_Excerpt provided_:
▶
Tue Apr 21, 2015 5:51am BST
Montana has closed the hunting season on a wild herd of bighorn sheep, with pneumonia suspected of killing dozens of the animals whose seasonal mating rituals attract scores of wildlife watchers.
The emergency closure came after the disease-related deaths of more than 90 of the animals from a herd in northwestern Montana, where just 18 bighorns were counted earlier this month during a helicopter survey by state wildlife biologists. That is the lowest count since the herd was reintroduced to the area in 1979, they said in a statement.
The step marks the second such hunting closure by the Montana Fish and Wildlife Commission, with a similar move on March 23 for a herd near Yellowstone National Park, also due to fears over pneumonia.
Such pneumonia outbreaks have been linked to contact between wild sheep and domestic ones that graze on public ground and private land across the Rocky Mountain West.
More than 1 million bighorns once roamed the region but their numbers had fallen to just tens of thousands in the first decades of the 20th century because of unregulated hunting and disease, according to the Wild Sheep Foundation.
Wildlife managers in Montana and other Western states have renewed efforts in recent years to reintroduce wild sheep in areas where disease and historical over-hunting pushed them close to extinction.
Bighorns are prized for their elaborately curled horns and for mating rituals in which rival rams crash horns after running at each other at speeds up to 40 miles (65 kilometers) per hour.
◀
_Supplied entries_:
▶
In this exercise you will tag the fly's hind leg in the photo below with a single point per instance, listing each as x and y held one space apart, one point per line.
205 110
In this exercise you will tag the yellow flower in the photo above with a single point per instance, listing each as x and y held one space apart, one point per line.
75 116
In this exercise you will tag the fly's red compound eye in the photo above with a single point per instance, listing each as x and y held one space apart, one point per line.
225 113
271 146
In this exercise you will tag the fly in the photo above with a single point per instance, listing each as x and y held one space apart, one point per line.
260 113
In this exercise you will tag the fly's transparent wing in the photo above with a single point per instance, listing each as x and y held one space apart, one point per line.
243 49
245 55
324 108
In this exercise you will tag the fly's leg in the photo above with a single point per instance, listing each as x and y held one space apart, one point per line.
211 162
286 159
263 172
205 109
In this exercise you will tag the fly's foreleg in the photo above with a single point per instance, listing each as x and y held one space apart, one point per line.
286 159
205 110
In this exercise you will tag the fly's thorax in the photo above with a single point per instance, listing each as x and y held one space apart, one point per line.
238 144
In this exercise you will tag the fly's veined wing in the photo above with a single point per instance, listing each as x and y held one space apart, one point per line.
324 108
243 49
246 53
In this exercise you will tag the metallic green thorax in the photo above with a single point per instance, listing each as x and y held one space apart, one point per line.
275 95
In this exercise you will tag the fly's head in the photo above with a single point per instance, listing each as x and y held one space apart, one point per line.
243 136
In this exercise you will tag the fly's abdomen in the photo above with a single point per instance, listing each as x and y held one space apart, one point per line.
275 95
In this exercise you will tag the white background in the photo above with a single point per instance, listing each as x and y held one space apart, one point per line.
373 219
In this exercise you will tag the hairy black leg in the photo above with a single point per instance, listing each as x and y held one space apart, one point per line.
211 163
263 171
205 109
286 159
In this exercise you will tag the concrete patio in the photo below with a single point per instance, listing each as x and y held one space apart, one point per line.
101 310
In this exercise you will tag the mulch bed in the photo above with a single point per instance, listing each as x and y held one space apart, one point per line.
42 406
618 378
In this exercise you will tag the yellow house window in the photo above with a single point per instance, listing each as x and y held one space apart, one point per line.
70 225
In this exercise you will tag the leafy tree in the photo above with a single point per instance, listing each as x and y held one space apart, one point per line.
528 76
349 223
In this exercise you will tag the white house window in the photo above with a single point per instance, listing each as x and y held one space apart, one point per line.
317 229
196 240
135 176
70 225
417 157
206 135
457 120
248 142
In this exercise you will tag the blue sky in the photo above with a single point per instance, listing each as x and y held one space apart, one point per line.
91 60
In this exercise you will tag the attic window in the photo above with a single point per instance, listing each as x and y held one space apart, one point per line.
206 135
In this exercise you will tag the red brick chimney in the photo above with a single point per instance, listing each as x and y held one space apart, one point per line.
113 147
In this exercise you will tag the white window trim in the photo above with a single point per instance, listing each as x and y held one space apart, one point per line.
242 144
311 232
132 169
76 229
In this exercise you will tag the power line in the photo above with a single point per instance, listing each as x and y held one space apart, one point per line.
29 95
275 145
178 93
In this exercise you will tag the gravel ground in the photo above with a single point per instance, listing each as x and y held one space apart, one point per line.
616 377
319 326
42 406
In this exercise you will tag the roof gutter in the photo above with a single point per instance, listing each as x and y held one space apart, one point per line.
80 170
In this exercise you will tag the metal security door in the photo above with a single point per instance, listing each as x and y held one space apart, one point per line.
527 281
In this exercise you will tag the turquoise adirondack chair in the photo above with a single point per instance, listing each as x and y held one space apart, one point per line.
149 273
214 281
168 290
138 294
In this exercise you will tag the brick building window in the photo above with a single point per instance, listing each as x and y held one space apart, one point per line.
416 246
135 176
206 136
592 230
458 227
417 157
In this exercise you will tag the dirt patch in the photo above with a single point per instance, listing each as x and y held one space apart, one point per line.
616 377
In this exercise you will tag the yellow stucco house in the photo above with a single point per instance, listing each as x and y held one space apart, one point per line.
◀
_About this task_:
Answer these questions from the article on Montana's bighorn sheep:
1. How many bighorns did the helicopter survey count in the northwestern Montana herd?
2. On what date did the commission close hunting for the herd near Yellowstone National Park?
3. At what speed can rival rams run at each other?
The items come from a different source than the text.

_Answer space_:
1. 18
2. March 23
3. Up to 40 miles (65 kilometers) per hour